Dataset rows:
* * * * *

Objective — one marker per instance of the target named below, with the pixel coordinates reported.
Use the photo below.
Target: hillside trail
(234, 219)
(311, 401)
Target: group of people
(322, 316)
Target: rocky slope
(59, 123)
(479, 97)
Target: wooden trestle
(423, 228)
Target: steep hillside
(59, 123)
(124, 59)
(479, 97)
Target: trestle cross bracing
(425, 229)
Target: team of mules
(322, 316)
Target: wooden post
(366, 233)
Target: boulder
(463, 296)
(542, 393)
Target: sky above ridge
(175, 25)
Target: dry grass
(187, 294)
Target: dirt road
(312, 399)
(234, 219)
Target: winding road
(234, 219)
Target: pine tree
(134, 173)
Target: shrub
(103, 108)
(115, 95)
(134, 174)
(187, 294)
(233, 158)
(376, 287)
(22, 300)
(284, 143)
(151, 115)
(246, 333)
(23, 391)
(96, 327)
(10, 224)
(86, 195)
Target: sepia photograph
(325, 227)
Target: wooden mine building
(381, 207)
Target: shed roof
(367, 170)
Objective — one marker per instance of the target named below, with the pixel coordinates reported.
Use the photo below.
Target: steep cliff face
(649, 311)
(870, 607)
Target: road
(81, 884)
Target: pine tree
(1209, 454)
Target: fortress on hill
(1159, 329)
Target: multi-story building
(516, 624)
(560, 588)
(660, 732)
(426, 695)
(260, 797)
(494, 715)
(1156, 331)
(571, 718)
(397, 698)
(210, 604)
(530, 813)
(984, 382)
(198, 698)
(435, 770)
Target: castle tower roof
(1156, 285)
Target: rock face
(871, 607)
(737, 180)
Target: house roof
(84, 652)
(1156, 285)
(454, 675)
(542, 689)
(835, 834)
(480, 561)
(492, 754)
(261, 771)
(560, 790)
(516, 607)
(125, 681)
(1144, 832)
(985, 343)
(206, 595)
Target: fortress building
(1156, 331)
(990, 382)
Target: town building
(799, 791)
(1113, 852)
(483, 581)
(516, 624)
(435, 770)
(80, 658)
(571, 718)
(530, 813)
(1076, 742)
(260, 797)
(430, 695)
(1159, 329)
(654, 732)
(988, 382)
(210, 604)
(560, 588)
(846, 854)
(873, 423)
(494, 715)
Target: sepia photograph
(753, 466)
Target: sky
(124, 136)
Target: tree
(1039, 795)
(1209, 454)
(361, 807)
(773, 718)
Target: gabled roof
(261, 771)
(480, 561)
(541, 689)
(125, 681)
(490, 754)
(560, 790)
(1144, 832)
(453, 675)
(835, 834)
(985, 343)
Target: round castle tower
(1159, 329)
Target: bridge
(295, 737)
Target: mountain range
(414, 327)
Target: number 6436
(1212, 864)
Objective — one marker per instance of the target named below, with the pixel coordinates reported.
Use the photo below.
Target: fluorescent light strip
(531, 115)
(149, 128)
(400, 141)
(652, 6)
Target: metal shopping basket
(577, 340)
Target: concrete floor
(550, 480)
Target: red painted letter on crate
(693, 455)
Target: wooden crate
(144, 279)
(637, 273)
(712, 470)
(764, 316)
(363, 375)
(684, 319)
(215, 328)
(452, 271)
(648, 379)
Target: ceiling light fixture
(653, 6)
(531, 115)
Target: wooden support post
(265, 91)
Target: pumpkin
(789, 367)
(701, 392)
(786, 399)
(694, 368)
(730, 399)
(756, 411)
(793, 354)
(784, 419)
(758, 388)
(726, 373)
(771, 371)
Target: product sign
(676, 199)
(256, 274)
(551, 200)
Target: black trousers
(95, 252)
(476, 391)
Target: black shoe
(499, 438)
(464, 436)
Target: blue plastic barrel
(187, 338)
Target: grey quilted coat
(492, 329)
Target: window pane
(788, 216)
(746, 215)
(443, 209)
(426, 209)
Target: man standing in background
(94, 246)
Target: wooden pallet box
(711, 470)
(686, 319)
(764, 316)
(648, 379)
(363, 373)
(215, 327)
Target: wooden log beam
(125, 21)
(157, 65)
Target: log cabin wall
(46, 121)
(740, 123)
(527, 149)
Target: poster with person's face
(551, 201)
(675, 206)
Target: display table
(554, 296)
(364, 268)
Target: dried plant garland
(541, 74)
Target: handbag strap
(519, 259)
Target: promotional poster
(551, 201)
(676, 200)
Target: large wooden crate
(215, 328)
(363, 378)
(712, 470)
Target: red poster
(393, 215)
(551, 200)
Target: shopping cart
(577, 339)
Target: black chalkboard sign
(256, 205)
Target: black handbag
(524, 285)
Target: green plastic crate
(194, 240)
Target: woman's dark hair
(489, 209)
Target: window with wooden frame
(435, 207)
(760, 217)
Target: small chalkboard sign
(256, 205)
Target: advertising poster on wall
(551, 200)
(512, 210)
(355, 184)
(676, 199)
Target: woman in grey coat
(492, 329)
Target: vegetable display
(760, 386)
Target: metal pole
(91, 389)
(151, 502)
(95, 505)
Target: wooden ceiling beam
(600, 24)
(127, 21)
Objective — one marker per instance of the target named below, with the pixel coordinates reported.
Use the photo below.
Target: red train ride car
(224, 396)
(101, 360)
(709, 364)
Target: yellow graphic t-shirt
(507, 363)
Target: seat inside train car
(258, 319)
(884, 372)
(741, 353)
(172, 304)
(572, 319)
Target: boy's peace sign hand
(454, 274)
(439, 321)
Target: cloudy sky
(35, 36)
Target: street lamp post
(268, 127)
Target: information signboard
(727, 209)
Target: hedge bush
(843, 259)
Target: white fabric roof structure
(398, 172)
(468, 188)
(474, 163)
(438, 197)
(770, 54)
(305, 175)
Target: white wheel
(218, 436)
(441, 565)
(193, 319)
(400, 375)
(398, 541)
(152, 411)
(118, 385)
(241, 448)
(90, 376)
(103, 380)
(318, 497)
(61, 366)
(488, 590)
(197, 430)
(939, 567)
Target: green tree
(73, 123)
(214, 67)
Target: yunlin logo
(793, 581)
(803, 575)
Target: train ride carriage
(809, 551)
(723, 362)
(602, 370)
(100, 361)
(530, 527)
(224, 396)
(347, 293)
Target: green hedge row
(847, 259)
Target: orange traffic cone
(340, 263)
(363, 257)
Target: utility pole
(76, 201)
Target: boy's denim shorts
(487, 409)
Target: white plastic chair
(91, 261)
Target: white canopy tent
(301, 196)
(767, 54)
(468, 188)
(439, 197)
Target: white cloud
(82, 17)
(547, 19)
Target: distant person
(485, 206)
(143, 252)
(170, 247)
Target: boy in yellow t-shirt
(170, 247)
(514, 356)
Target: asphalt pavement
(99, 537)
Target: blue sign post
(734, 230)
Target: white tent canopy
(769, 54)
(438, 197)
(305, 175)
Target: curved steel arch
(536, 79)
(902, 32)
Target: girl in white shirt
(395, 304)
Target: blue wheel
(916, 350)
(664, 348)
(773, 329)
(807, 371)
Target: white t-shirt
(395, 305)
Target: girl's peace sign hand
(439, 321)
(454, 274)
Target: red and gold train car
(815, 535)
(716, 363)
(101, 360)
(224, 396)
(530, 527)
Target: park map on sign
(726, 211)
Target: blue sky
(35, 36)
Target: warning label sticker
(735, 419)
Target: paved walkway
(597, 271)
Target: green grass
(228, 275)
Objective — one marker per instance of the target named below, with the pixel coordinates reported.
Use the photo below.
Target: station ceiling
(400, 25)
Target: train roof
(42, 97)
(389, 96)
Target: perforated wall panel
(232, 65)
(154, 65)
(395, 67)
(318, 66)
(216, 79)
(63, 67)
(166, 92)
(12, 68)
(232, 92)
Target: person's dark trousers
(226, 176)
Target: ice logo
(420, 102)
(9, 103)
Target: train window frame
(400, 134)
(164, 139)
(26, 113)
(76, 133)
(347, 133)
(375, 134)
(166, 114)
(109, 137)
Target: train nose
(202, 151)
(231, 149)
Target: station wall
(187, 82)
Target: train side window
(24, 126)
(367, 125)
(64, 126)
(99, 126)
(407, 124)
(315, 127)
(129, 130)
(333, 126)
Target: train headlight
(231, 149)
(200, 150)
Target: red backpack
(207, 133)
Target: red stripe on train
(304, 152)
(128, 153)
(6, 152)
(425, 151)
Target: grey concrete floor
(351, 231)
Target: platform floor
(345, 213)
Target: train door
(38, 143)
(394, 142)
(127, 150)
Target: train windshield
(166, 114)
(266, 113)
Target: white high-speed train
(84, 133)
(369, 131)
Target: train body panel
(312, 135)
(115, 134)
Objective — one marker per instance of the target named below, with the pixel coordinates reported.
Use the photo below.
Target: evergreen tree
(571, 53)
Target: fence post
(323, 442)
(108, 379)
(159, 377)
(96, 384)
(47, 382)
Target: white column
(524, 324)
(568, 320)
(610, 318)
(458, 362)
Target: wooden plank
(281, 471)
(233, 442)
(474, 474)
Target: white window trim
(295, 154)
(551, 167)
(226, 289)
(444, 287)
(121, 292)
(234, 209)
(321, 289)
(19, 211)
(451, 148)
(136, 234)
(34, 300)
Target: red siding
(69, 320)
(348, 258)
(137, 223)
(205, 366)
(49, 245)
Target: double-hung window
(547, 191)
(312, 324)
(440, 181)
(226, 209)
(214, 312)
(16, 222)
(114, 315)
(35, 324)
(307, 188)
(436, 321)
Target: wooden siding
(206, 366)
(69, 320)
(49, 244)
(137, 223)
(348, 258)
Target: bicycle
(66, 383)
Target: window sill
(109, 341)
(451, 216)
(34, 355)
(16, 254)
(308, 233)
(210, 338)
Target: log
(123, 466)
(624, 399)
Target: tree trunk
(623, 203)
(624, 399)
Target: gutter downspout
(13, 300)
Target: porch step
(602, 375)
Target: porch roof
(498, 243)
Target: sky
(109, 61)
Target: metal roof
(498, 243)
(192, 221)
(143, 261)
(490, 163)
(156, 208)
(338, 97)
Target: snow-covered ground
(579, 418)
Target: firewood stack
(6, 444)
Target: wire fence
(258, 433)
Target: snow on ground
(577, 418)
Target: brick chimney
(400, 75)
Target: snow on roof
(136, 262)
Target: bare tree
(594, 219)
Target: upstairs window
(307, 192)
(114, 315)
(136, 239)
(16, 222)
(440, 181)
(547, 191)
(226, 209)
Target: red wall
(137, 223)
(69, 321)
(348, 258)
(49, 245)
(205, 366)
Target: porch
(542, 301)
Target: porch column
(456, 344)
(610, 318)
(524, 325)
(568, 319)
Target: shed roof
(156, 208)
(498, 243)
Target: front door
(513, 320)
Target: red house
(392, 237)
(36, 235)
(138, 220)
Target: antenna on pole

* * * * *

What this task involves
Copy out, unchanged, the lines of the material from the one containing "Target: snow-covered ground" through the end of the material, including both of those lines.

Task response
Target: snow-covered ground
(579, 418)
Target: firewood stack
(6, 444)
Target: wire fence
(258, 433)
Target: snow on ground
(577, 418)
Target: brick chimney
(400, 75)
Target: snow on roof
(136, 262)
Target: bare tree
(594, 219)
Target: upstairs window
(307, 192)
(114, 315)
(136, 239)
(16, 222)
(440, 181)
(547, 191)
(226, 209)
Target: red wall
(137, 223)
(69, 321)
(348, 258)
(49, 245)
(205, 366)
Target: porch
(542, 301)
Target: porch column
(456, 344)
(610, 318)
(524, 325)
(568, 319)
Target: shed roof
(156, 208)
(498, 243)
Target: front door
(513, 320)
Target: red house
(392, 237)
(36, 235)
(138, 220)
Target: antenna on pole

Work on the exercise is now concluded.